Transcribe each line exactly.
>> Begin Data for the task
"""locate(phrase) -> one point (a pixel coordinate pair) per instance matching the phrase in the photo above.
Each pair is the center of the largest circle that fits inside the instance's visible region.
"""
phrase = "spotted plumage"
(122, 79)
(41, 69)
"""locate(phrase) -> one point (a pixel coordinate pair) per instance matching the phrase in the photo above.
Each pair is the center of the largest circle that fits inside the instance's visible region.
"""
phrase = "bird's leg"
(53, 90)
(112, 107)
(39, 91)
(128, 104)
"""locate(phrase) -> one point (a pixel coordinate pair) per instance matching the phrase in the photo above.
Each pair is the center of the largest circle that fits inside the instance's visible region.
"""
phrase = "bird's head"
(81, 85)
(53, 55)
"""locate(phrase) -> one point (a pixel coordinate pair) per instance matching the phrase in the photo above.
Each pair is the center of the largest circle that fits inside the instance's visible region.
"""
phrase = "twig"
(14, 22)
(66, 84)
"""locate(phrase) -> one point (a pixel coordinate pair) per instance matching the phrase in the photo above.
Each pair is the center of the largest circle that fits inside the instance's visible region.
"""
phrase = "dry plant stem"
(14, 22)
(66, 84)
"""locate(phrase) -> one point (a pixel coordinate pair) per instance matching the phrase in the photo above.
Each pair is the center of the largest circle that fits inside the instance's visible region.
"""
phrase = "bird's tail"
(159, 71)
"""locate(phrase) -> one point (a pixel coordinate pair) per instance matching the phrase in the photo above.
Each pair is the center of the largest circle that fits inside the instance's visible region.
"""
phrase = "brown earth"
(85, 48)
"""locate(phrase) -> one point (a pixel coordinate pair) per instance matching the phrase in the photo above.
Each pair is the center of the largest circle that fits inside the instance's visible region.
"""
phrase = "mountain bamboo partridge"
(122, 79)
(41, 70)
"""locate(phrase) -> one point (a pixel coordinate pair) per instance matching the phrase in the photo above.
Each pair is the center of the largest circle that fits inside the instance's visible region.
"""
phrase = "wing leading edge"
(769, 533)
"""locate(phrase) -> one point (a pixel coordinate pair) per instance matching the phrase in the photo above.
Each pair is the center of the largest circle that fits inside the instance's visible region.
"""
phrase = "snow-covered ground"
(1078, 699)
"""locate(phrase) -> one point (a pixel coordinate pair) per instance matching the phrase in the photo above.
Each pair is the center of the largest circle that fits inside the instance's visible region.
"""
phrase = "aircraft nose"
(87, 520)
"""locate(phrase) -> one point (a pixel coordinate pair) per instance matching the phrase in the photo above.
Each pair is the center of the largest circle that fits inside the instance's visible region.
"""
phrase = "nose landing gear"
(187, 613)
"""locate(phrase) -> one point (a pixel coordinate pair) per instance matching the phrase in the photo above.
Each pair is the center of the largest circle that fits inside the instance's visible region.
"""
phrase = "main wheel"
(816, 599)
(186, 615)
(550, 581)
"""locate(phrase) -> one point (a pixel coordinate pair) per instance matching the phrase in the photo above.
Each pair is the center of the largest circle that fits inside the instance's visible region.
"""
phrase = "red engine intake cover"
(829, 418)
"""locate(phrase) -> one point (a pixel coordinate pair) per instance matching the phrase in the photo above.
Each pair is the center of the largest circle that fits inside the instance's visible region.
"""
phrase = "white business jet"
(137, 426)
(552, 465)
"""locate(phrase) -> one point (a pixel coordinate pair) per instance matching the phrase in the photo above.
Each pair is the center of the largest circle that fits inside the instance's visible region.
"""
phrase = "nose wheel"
>> End Data for the task
Written reply:
"""locate(phrase) -> one point (a pixel coordinate pair) per instance matching the phrase in the photo above.
Each pair is the center of the largest circle that fits inside the instance's visible region.
"""
phrase = "spotted plumage"
(122, 79)
(41, 69)
"""locate(phrase) -> one point (a pixel coordinate pair) per instance matching the phrase in the photo above.
Each pair is the center of the largest circle that fits inside the instance's visible region.
"""
phrase = "bird's leg"
(53, 90)
(112, 107)
(39, 91)
(128, 104)
"""locate(phrase) -> one point (a pixel coordinate pair) per instance matching the phrase in the photo above.
Each pair is the center of the largest circle that fits inside the instance's visible region.
"""
phrase = "bird's head"
(81, 85)
(53, 55)
"""locate(phrase) -> one point (a pixel coordinate pair) per instance matching the phrase in the photo above.
Each pair is the center of the largest circle that fits inside the instance's visible region.
"""
phrase = "twig"
(14, 22)
(66, 84)
"""locate(phrase) -> one point (a pixel coordinate pair) per instance matching the phrase in the photo above.
Each pair is the center of the largest circle that fits inside the instance's visible region.
"""
phrase = "dry plant stem"
(14, 22)
(66, 84)
"""locate(phrase) -> one point (a pixel coordinate pair) per instance matching the phrase in the photo above.
Each pair is the center of the largest circle that fits inside the instance's visible region.
"""
phrase = "bird's tail"
(159, 71)
"""locate(phrase) -> one point (a pixel coordinate pair) per instance matching the phrase in the photo above.
Each pair is the center of the largest circle that fits inside the instance's visible region.
"""
phrase = "brown earth"
(85, 48)
"""locate(phrase) -> one point (a pixel coordinate pair) per instance matching the phrase in the photo above.
Each pair is the center of the largest circle that fits inside the instance's visible region.
"""
phrase = "mountain bamboo partridge"
(122, 79)
(41, 70)
"""locate(phrase) -> one point (a pixel coordinate pair) per instance matching the phrase in the photo above.
Each pair is the center of the largest circle that fits inside the instance's visible region.
"""
phrase = "wing leading edge"
(769, 533)
"""locate(phrase) -> one point (a pixel coordinate pair) per instance matching the phrase in the photo above.
Each pair is the center of the largest circle that fits inside the instance's visible region.
"""
phrase = "snow-covered ground"
(1078, 699)
"""locate(phrase) -> one point (a pixel coordinate pair) per instance matching the phrase in the photo above.
Each pair is the center of the largest circle that fits inside the instance's visible region.
"""
phrase = "aircraft nose"
(87, 520)
"""locate(phrase) -> one point (a pixel coordinate pair) per instance matching the phrase in the photo above.
Each pair is the center of the largest circle that fits inside the instance's visible region.
"""
phrase = "nose landing gear"
(187, 613)
"""locate(phrase) -> one point (a pixel coordinate pair) per instance matching the phrase in the photo above.
Each pair is the center of the largest circle that fits inside the instance's visible region.
"""
phrase = "main wheel"
(816, 599)
(186, 615)
(550, 581)
"""locate(phrase) -> one point (a pixel coordinate pair) per instance matching the phrase in the photo above.
Each pair is the center of the largest circle that fits inside the instance's visible region.
"""
phrase = "red engine intake cover"
(829, 418)
"""locate(phrase) -> one point (a pixel coordinate pair) per instance matching the phrase in the photo above.
Each pair is the center of the largest circle that fits inside the instance's visible region.
"""
phrase = "white business jet"
(137, 426)
(552, 465)
"""locate(phrase) -> one point (a pixel coordinate pair) per instance matching the phrase in the photo above.
Each pair is the center of the largest circle that fits inside the instance's visible region.
"""
phrase = "nose wheel"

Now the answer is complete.